__INPUT__
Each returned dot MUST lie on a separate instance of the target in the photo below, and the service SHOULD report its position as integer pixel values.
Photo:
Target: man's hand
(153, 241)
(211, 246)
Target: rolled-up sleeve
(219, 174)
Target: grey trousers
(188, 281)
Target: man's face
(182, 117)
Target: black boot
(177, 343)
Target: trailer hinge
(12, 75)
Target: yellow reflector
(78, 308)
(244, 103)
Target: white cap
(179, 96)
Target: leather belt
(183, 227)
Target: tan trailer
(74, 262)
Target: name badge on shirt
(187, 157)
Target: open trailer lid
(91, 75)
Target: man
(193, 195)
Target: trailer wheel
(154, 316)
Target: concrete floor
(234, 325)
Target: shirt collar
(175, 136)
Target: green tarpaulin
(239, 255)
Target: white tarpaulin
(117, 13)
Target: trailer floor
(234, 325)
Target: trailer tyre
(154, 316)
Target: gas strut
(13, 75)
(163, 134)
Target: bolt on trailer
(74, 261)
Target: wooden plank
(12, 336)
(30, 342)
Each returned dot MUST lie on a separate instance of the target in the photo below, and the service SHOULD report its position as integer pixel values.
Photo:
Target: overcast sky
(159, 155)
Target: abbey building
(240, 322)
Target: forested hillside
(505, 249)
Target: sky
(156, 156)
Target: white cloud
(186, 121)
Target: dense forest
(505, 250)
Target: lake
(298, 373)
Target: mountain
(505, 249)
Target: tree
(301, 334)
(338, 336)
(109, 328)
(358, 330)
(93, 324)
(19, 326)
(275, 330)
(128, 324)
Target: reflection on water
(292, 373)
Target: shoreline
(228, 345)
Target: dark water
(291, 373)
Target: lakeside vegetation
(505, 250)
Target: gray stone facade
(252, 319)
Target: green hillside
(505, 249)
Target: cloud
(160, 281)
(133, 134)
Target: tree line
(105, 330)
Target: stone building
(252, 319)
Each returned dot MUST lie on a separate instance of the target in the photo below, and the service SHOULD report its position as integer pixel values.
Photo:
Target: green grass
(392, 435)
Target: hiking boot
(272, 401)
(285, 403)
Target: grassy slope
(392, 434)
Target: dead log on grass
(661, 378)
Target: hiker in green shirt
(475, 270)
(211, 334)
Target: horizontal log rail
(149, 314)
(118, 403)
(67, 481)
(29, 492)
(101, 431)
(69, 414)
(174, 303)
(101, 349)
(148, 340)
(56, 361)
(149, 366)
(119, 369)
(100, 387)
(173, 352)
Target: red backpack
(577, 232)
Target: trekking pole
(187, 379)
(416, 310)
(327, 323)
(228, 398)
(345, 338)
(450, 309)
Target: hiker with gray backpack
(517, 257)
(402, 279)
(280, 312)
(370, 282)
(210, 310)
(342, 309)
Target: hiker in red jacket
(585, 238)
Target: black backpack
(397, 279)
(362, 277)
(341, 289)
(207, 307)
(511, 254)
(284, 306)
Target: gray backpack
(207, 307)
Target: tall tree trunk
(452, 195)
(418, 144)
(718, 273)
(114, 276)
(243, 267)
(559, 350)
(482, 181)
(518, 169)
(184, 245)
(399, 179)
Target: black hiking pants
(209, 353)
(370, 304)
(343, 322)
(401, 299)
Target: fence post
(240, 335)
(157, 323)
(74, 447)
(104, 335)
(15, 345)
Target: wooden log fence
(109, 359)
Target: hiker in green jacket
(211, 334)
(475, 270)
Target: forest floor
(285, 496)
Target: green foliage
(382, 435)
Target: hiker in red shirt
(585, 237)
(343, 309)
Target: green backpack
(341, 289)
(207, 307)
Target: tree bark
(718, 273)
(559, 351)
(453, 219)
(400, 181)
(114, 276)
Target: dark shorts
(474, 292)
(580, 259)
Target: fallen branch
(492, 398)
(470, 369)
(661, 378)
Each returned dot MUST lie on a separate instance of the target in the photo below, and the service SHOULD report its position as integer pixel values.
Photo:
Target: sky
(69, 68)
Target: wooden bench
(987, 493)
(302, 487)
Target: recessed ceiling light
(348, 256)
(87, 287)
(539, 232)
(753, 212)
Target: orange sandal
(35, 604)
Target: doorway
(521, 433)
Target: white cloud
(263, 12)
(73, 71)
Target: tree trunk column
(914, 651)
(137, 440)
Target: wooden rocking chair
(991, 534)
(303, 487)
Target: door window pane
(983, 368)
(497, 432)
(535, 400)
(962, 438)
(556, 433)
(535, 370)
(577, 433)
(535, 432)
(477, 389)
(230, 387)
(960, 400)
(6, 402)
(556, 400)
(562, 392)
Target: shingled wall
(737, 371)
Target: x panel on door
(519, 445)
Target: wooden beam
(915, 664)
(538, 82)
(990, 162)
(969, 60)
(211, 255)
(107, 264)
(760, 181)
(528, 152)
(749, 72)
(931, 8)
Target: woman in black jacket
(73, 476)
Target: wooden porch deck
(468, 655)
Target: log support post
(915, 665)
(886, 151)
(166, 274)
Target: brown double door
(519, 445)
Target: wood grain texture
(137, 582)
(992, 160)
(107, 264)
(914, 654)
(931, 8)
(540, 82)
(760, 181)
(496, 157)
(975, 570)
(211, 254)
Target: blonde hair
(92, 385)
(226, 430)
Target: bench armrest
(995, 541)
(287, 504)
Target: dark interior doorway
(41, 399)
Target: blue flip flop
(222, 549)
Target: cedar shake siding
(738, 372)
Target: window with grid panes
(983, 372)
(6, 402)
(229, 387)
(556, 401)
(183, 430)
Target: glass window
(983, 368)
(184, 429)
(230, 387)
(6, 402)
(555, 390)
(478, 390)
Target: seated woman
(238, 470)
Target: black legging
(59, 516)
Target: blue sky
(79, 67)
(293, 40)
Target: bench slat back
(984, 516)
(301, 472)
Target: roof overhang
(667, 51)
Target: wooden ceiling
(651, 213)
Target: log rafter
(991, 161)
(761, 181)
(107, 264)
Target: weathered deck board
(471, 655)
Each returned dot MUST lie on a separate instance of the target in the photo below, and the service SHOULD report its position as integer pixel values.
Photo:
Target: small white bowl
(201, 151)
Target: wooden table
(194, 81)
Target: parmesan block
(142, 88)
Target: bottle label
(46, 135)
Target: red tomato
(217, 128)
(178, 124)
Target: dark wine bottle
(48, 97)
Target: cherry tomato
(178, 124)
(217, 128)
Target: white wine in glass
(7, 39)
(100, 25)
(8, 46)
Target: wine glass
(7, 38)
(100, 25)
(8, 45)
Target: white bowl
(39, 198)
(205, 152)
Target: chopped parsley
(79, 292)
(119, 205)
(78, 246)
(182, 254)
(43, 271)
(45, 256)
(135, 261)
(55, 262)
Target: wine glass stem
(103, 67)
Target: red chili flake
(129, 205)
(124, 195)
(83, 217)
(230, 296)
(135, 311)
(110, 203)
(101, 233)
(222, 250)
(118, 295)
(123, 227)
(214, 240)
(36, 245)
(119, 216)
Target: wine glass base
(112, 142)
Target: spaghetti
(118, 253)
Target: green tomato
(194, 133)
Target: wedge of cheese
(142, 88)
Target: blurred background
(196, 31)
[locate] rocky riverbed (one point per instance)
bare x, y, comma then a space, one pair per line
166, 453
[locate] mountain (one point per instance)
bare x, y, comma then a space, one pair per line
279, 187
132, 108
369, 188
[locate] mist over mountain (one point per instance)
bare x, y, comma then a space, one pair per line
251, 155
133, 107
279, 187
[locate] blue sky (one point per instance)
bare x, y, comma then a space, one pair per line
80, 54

__ASSIGNMENT__
Your answer should be every line from the material above in which the word "point" appears.

__RESULT FOR THIS EXERCISE__
[locate] rocky riverbed (one point per instance)
[locate] mountain (one point per instance)
[locate] mist over mountain (one point per instance)
[locate] blue sky (one point per instance)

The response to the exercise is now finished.